### EXCERPTED TEXT
On Fri, 11 Dec 2009, Antonio Diaz Diaz wrote:
Hello list,
Jacob Rief wrote:
Why don't you declare a zero sized
C-struct, say struct LZ_Decoder {}; and struct LZ_Encoder {};
Those are empty structures, not zero sized structures.
a) C99, 6.5.3.4 The sizeof operator, EXAMPLE 2: "Another use of the sizeof
operator is to compute the number of elements in an array":
sizeof array / sizeof array[0]
b) http://www2.research.att.com/~bs/bs_faq2.html#sizeof-empty
Why is the size of an empty class not zero?
To ensure that the addresses of two different objects will be different.
rewrite the prototypes of the functions to expect a pointer onto these
dummy structs. This would make the code of the lzlib clients a lot
typesafer, so that mixing up a decoder with an encoder is detected
during compile time instead of runtime.

### PROBLEM DETAILS
Quote the whole mailing-list message about empty C structures above, word for word.

### SUPPLIED DATA
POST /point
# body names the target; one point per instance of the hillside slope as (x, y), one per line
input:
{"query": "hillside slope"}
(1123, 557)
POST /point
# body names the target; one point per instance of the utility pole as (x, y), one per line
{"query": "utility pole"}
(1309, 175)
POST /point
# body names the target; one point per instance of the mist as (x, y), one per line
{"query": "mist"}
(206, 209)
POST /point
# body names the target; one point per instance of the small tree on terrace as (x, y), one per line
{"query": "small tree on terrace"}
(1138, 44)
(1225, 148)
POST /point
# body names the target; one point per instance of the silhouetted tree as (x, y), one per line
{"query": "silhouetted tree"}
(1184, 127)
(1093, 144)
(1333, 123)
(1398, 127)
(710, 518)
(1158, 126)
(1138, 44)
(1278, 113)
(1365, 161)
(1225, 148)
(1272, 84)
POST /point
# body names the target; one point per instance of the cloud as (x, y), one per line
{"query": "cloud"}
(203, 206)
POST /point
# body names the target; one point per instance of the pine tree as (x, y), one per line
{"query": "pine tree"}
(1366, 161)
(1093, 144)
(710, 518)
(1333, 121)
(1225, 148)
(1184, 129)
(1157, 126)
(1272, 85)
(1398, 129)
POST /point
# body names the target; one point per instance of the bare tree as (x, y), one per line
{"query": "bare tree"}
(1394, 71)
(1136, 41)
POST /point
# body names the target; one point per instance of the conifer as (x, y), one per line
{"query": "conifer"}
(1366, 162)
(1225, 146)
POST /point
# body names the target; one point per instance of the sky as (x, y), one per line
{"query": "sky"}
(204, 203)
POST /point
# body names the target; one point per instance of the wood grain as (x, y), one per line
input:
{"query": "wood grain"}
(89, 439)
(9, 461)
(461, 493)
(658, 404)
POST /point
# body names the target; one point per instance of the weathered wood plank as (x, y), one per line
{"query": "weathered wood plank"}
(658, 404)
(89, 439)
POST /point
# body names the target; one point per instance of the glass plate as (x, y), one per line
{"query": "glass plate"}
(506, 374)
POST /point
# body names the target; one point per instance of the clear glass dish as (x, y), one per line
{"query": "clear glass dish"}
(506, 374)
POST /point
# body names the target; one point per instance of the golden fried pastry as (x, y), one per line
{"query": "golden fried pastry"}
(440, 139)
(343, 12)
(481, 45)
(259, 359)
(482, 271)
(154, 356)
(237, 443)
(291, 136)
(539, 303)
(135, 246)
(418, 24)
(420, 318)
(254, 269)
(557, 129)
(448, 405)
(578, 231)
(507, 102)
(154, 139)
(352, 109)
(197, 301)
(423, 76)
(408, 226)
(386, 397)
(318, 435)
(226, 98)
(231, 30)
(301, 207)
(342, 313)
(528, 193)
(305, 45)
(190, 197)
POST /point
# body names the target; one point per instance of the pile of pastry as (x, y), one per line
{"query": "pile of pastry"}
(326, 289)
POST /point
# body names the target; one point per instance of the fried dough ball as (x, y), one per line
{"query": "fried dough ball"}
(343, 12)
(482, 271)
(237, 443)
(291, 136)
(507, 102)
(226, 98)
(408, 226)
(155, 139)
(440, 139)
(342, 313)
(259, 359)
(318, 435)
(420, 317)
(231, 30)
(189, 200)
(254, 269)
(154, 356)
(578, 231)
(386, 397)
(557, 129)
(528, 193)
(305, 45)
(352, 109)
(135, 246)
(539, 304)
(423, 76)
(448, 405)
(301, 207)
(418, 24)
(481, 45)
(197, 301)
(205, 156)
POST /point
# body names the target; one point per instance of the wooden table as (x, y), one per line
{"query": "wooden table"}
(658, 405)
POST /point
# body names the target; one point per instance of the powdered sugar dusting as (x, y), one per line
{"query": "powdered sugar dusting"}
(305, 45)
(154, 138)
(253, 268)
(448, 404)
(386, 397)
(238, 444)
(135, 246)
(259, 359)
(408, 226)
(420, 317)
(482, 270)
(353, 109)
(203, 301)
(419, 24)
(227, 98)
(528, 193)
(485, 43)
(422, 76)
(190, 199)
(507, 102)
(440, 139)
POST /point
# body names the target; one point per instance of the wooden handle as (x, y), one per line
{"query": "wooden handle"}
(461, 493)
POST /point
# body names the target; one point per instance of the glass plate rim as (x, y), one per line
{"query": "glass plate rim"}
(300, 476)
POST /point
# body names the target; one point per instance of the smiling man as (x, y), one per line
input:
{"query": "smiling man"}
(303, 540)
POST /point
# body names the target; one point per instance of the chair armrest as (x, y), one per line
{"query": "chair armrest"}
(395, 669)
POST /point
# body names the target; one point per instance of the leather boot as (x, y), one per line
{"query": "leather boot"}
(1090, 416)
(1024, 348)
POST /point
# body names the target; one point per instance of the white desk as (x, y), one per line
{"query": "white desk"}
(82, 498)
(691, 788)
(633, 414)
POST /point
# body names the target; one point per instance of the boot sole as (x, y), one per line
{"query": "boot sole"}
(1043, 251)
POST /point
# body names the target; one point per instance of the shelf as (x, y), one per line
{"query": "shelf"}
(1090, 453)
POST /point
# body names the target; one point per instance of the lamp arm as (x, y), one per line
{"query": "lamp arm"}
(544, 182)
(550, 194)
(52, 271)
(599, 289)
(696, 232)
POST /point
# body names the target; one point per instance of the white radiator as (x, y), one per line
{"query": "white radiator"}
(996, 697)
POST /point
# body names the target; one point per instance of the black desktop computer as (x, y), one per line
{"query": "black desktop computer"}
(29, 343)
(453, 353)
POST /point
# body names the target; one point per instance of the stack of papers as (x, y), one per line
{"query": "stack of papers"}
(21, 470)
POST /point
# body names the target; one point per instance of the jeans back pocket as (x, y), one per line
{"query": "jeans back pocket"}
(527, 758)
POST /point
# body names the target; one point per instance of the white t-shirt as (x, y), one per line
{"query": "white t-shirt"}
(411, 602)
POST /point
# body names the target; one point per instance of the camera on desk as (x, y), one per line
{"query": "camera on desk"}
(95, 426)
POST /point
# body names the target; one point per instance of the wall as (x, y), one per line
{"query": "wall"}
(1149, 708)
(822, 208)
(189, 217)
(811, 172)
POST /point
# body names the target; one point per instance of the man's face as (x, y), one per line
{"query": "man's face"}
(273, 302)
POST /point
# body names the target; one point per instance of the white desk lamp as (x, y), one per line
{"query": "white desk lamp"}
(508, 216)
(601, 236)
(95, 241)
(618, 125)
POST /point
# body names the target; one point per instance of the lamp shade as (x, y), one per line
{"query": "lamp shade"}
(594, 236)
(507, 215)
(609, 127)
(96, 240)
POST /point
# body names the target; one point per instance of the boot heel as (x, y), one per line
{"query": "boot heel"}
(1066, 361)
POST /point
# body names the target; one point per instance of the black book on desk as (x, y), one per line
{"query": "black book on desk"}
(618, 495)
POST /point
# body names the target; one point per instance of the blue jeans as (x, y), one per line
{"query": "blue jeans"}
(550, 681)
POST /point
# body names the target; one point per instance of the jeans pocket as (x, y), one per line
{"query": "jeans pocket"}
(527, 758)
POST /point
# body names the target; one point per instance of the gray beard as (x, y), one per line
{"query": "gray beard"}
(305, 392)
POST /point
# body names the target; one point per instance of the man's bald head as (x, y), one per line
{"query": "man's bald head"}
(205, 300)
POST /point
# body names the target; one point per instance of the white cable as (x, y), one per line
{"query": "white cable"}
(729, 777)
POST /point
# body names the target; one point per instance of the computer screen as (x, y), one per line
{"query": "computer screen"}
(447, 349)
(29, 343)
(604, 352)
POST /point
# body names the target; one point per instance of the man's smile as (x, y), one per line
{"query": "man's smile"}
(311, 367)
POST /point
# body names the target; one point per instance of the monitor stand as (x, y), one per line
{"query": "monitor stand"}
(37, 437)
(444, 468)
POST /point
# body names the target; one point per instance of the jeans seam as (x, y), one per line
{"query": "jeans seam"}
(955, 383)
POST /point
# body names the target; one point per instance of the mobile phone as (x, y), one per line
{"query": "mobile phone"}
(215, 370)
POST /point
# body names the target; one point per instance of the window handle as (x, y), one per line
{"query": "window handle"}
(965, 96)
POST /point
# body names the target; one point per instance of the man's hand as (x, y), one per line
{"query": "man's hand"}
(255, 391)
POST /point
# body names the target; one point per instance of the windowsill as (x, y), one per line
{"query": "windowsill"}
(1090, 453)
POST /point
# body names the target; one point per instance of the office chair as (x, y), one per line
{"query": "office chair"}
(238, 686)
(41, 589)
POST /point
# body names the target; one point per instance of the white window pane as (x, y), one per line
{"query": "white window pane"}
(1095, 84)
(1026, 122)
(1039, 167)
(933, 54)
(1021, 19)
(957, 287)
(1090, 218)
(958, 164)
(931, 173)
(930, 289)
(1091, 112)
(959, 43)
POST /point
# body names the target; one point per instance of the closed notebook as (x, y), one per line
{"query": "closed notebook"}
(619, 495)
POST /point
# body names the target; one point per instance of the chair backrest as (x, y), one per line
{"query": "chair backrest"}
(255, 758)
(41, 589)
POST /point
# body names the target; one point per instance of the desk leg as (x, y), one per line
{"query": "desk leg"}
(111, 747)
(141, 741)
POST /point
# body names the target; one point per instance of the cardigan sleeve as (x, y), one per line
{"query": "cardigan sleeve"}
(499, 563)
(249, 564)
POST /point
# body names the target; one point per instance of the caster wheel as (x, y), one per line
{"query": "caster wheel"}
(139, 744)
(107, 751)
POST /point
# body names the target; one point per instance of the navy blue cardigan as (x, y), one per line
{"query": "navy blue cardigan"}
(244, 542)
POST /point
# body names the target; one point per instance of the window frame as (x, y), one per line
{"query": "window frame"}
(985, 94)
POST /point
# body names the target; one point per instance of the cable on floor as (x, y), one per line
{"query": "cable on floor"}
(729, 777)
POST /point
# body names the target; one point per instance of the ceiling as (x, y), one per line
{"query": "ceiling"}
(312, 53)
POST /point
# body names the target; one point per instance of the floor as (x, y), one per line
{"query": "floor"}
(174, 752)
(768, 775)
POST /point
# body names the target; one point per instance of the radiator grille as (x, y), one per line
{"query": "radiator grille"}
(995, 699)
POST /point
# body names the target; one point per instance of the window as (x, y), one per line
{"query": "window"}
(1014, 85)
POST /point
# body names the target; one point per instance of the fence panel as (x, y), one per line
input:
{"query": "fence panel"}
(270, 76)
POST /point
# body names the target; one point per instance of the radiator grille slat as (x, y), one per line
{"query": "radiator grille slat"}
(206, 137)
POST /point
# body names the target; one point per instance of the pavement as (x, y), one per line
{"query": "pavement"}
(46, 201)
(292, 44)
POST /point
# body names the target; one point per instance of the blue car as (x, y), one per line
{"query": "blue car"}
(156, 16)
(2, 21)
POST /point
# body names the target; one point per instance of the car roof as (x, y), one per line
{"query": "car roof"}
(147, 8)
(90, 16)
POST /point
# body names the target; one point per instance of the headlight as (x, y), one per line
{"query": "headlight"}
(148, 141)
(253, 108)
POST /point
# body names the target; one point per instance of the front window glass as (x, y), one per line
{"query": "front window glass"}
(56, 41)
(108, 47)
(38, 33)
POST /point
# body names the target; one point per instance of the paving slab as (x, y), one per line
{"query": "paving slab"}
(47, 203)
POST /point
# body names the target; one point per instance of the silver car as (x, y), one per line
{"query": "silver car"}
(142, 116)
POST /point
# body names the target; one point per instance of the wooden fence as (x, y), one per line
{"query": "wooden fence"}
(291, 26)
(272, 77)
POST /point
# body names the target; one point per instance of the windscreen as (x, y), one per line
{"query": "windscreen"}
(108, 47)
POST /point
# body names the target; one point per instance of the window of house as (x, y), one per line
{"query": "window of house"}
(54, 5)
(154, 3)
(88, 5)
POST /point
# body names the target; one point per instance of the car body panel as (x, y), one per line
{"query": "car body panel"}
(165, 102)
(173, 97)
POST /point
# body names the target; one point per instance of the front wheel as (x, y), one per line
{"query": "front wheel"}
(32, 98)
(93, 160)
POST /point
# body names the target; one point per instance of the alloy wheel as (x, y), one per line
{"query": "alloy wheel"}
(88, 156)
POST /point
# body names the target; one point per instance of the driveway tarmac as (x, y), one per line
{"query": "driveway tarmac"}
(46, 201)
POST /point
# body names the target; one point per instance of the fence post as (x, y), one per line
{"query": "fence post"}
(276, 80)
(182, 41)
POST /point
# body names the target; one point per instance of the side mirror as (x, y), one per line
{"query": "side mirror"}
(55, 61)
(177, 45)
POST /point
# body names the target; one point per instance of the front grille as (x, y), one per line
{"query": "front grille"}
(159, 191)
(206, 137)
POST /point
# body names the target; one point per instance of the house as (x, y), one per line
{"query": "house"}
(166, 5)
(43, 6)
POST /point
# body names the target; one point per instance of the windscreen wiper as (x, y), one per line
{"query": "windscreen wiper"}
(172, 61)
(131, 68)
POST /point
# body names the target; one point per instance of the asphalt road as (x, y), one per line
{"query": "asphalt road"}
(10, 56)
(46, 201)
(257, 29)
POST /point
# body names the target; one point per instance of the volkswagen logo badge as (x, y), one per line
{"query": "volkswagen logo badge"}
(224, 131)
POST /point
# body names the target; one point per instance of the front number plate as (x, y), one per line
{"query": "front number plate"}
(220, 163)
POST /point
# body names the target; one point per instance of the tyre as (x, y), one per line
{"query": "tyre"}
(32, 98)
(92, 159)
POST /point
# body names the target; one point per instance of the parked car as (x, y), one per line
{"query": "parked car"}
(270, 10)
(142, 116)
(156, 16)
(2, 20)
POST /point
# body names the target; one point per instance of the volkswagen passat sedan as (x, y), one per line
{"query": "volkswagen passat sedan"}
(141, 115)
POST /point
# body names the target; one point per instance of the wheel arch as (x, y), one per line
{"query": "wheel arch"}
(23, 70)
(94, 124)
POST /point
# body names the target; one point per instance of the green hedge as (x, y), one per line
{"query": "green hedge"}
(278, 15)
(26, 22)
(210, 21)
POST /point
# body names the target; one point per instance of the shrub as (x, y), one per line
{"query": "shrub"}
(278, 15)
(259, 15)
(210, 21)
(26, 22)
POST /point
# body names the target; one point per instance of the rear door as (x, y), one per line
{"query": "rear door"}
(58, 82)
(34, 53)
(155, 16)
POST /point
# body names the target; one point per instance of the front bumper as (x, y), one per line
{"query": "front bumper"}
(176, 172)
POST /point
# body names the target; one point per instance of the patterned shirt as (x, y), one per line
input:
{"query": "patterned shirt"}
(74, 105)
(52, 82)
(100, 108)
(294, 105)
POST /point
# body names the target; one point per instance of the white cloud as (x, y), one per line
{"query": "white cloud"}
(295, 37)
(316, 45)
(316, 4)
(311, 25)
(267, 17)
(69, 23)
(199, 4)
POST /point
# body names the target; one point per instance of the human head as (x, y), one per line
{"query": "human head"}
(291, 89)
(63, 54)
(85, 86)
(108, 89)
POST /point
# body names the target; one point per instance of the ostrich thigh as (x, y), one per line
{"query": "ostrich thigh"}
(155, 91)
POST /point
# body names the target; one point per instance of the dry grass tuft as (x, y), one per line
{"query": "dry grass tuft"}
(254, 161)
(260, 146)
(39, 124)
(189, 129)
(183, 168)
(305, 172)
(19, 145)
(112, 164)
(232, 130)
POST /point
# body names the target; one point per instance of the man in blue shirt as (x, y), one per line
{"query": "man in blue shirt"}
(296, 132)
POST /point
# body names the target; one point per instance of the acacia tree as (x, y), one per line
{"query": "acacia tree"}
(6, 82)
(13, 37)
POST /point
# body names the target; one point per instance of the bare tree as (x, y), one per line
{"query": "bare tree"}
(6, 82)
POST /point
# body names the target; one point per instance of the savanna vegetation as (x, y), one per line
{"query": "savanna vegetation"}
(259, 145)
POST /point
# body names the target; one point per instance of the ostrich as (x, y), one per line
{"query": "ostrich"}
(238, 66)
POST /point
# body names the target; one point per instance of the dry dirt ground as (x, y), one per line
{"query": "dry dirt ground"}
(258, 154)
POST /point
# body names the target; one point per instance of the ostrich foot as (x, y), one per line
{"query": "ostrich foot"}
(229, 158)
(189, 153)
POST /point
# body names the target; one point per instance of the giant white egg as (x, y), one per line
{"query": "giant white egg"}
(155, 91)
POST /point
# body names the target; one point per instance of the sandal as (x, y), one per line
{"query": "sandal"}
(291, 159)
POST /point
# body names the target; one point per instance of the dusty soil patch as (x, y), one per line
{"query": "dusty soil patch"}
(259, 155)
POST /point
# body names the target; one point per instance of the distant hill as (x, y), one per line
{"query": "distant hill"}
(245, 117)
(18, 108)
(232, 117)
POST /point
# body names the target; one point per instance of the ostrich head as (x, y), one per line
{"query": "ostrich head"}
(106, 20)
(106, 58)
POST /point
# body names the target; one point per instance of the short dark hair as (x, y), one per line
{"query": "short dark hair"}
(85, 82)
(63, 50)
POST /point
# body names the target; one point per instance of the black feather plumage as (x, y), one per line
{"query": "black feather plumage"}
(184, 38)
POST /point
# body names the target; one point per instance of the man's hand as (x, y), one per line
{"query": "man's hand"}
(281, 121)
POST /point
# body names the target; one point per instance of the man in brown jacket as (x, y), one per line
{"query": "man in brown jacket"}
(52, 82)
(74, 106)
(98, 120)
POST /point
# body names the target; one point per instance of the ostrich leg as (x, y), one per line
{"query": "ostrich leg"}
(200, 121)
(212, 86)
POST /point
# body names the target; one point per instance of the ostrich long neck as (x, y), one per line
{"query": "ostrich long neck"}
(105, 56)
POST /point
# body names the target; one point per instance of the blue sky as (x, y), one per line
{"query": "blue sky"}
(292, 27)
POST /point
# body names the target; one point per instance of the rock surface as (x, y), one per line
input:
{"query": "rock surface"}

### OUTPUT OF THE EXERCISE
On Fri, 11 Dec 2009, Antonio Diaz Diaz wrote:
Hello list,
Jacob Rief wrote:
Why don't you declare a zero sized
C-struct, say struct LZ_Decoder {}; and struct LZ_Encoder {};
Those are empty structures, not zero sized structures.
a) C99, 6.5.3.4 The sizeof operator, EXAMPLE 2: "Another use of the sizeof
operator is to compute the number of elements in an array":
sizeof array / sizeof array[0]
b) http://www2.research.att.com/~bs/bs_faq2.html#sizeof-empty
Why is the size of an empty class not zero?
To ensure that the addresses of two different objects will be different.
rewrite the prototypes of the functions to expect a pointer onto these
dummy structs. This would make the code of the lzlib clients a lot
typesafer, so that mixing up a decoder with an encoder is detected
during compile time instead of runtime.